Short exercise: State how many lines in the block of data below contain the word "wall". Reply with the number alone.

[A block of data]
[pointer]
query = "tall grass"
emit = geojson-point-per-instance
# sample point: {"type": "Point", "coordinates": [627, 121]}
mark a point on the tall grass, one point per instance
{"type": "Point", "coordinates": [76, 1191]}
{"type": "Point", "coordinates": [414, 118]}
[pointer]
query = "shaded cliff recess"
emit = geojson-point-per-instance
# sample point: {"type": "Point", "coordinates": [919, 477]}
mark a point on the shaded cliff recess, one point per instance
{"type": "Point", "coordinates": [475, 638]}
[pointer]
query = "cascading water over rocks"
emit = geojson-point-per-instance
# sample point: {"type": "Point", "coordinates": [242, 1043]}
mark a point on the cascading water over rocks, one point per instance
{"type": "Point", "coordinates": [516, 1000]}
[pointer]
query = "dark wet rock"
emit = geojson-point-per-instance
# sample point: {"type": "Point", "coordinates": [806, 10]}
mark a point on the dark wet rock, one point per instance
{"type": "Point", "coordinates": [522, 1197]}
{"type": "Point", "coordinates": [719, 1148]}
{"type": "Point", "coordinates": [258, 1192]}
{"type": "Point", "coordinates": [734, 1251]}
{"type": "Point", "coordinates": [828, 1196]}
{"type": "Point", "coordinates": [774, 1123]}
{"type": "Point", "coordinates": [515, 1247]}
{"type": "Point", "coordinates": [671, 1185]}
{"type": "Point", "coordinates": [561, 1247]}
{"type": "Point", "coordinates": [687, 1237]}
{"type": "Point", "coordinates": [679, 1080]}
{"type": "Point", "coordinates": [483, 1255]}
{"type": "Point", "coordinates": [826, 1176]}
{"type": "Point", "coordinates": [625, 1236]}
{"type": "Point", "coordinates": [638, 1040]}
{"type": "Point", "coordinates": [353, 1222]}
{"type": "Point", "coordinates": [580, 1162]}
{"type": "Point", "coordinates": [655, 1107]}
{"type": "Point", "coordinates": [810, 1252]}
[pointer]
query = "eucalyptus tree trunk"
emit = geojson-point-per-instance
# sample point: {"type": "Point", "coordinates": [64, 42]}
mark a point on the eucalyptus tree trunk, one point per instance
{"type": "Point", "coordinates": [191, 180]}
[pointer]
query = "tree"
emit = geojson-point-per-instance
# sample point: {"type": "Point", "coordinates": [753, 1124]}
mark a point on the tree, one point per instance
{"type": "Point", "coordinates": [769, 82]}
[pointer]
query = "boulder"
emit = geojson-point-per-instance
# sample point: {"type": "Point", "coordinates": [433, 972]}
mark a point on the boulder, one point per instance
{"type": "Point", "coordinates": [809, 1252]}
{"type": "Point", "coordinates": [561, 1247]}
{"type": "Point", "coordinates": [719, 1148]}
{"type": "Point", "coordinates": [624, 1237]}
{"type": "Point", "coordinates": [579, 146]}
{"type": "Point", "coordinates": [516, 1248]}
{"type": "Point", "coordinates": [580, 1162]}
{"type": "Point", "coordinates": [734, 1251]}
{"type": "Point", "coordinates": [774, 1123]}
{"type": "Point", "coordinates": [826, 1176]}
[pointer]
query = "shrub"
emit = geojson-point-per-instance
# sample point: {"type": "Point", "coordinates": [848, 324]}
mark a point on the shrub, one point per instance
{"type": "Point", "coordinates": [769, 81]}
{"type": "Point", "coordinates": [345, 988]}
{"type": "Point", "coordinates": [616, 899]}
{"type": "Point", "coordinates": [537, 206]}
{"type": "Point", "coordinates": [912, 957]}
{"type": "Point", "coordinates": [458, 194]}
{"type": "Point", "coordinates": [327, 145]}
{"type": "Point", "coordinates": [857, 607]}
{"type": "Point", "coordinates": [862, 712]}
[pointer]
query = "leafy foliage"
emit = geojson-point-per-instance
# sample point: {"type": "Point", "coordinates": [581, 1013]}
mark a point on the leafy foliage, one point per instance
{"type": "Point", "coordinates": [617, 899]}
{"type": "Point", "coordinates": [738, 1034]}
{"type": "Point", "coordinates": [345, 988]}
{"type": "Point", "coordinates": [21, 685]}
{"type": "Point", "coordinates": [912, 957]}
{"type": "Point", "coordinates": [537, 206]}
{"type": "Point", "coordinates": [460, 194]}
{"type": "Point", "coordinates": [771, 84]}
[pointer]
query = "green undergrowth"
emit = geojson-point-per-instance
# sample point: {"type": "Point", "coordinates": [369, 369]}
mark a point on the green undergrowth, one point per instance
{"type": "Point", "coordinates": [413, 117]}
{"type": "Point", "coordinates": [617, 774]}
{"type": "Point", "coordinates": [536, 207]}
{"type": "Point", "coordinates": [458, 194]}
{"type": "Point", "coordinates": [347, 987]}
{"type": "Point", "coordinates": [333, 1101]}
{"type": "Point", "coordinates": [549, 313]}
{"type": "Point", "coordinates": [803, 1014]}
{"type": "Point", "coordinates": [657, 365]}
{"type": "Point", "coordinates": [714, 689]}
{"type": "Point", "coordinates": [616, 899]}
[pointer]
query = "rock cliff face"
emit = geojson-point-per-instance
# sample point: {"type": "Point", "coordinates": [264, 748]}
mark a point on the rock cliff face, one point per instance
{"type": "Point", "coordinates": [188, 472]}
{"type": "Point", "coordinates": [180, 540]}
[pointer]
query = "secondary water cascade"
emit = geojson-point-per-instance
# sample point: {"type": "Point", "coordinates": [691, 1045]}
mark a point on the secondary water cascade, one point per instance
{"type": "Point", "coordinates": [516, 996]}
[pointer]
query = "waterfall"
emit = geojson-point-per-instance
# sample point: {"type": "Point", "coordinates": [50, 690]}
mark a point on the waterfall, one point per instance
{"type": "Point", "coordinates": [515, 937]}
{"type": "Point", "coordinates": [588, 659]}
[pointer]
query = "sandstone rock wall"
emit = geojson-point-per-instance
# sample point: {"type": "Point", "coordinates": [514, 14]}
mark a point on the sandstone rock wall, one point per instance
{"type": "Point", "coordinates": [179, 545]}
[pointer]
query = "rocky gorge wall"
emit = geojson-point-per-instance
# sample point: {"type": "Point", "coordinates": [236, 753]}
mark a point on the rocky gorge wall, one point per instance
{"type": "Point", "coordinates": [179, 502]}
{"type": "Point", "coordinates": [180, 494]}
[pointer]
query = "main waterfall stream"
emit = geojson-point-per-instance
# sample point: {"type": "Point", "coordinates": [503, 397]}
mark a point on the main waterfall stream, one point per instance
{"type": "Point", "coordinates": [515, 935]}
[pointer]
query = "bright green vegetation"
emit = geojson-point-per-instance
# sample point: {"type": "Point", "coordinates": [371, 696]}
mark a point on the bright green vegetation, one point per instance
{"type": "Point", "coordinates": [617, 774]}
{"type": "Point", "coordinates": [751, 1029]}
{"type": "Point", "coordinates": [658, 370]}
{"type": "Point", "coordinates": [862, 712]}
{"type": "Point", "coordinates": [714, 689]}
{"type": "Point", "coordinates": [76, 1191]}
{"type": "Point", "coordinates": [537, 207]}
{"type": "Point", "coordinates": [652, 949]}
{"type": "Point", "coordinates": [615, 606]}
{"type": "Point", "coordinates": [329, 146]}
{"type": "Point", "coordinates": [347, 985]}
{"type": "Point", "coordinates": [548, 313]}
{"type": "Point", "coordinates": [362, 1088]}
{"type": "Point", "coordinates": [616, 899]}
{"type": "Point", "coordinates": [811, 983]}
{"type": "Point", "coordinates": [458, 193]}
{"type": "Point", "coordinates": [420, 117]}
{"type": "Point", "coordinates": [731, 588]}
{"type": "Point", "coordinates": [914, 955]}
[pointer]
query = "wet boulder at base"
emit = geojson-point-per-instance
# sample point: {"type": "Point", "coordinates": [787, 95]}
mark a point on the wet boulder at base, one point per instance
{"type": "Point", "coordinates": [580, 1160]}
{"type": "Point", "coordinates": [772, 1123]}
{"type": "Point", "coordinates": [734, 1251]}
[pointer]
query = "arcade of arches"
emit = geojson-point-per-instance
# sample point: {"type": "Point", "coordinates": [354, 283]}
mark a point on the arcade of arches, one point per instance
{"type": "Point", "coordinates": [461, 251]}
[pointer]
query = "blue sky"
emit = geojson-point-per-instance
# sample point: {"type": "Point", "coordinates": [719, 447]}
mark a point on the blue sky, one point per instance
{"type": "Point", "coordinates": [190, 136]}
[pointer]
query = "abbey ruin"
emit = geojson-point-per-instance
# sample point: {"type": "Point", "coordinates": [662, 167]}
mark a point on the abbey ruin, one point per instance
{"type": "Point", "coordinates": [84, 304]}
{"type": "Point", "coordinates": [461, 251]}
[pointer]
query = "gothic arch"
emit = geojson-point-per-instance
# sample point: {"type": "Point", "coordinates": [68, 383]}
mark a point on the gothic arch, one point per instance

Correct output: 4